▶ _TEXT SEGMENT_
▽

A roundup of several recipes I’ve made lately:

Pasta. When I first made pasta at home, I meekly obeyed Marcella Hazan’s dictum that you cannot make pasta dough in a food processor. I am happy to report that this is not entirely true. You can use the FP to make it easier. Put the flour and eggs in the processor, using the dough blade. Process till it begins to come together, then remove and knead by hand. This means you always use the right amount of flour, and you don’t get your hands sticky, but you get the benefits of hand kneading.

I also made her Cappellacci. My ravioli making skills need work, and we’ll leave it at that! The filling was okay. I was dreaming of the tortelli di zucca I had in Rome last year; these were not the same, but I couldn’t tell you how. I’ll have to go back to Rome for another plateful.

Braised Short Ribs: I’ve made these 3 times now, and it’s worth the work. I did substitute beef stock for veal and I did thicken the sauce with roux (not too thick; I still had to reduce it, but it had some more body). I also omitted the bacon, because I don’t eat bacon. These should be made a day in advance, so they can be chilled and de-fatted—make the vegetable garnish the day you serve. You only need 1 rib per person as they’re very rich.

Elvis Presley’s Favorite Pound Cake: I’ve seen a few recipes claiming to be Elvis’ favorite pound cake. I decided to try this one because of the cream. I added 1 tsp of baking powder, based on experience with pound cake. I don’t know if this really did much to lighten the texture; I was being cautious. It was definitely very sweet, but tasty. Not the most melting or buttery pound cake I’ve ever had; The Cake Bible wins that one. It turns out perfectly from a Bundt, too—no sticking. (I’d also like to say that I’m very pleased with my new platinum Bundt. Some reviewers complained about it being slightly lighter weight, but I didn’t have a problem and I prefer the lighter color.)

△

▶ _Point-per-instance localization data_

▽

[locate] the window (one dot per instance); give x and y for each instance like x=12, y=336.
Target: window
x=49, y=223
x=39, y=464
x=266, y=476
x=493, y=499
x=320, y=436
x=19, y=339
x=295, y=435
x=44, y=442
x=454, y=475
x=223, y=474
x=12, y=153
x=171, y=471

△

Return the part of the recipe roundup between "Elvis Presley’s Favorite" and "the lighter color.)", inclusive, copied word for word.

Elvis Presley’s Favorite Pound Cake: I’ve seen a few recipes claiming to be Elvis’ favorite pound cake. I decided to try this one because of the cream. I added 1 tsp of baking powder, based on experience with pound cake. I don’t know if this really did much to lighten the texture; I was being cautious. It was definitely very sweet, but tasty. Not the most melting or buttery pound cake I’ve ever had; The Cake Bible wins that one. It turns out perfectly from a Bundt, too—no sticking. (I’d also like to say that I’m very pleased with my new platinum Bundt. Some reviewers complained about it being slightly lighter weight, but I didn’t have a problem and I prefer the lighter color.)